Entries from a dataset:
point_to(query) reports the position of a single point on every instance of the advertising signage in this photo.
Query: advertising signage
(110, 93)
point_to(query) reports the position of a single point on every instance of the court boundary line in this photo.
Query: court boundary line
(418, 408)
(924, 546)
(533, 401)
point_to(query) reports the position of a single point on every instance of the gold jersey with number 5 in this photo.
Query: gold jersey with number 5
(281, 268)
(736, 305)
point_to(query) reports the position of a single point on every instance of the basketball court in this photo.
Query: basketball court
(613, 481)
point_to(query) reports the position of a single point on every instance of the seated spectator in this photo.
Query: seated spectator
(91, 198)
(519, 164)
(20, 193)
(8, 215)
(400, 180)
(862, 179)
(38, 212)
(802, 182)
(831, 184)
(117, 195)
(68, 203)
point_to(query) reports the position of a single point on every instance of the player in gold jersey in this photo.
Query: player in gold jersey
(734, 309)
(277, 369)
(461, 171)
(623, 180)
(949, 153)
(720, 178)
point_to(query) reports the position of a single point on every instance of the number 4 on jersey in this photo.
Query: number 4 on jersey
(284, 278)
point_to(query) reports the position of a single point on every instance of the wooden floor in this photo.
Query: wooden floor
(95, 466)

What is required =
Rewrite everything from the line that contains "gold jersey in this photo." down to the last of the rows, keeping the requests, and multiply each point coordinate in the answers by 2.5, rounding to whole numbers with halves rounded up. Leave the numbers in the requests unchanged.

Answer to the task =
point_to(query) reports the position of a single point on every instance of the player in gold jersey in this photo.
Query: player in gold jersey
(1835, 773)
(693, 923)
(1153, 428)
(1558, 450)
(2373, 383)
(1800, 445)
point_to(query) reports the position of a single point on every instance of the number 4 on jersey in this photo.
Query: number 4 on jersey
(710, 695)
point_to(query) reports the position of a single point on every instance of the wooden floor in this photo.
Query: wooden floor
(238, 1165)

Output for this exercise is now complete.